During the day you should drink at least 1.5-2 liters of fluid, preferably water. Start the day at the office with a big bottle of water and make an effort to finish it by the end of the day. Drinking water helps you think, focus and concentrate better.

5. Pack your meals and snacks the night before

The best way to control what you eat is simple, just cook yourself! Make bigger portions so that you can use the leftovers the day after or spend some extra time in the evening cooking a simple meal for the office. You can also prepare meals and snacks and then store them in your fridge or freezer. Invest some money in a practical lunch box, possibly with different compartments for food, seasoning etc. This way your food won’t mix up and will stay fresh until lunch time.

6. Plan ahead – Meal plan for the week

A good way of budgeting and controlling your nutrition is to make a weekly meal plan. This way you can make sure to include plenty of veggies and fruits into your diet not only when you’re at home but also at the office. Making a meal plan will save you lots of time and money. I personally find inspiration in blogs and website or just make up my own healthy recipes, combining what I like the most. Here are links to some of my favourite websites:

7. Master the “No, thank you.”

## COLLECTED DATA
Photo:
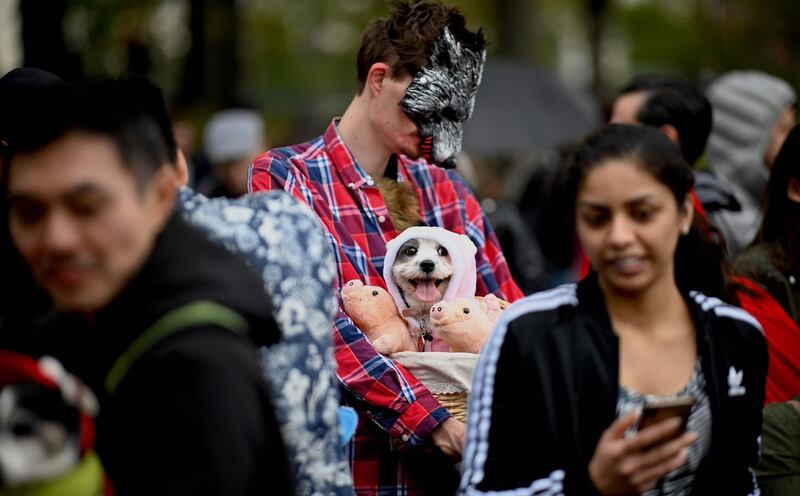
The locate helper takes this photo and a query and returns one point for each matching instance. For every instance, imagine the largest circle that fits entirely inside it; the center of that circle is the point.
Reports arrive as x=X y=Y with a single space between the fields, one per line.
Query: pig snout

## YOUR ASSIGNMENT
In the office eating tips, how much fluid should you drink during the day?

## RESULT OF THIS TASK
At least 1.5-2 liters, preferably water.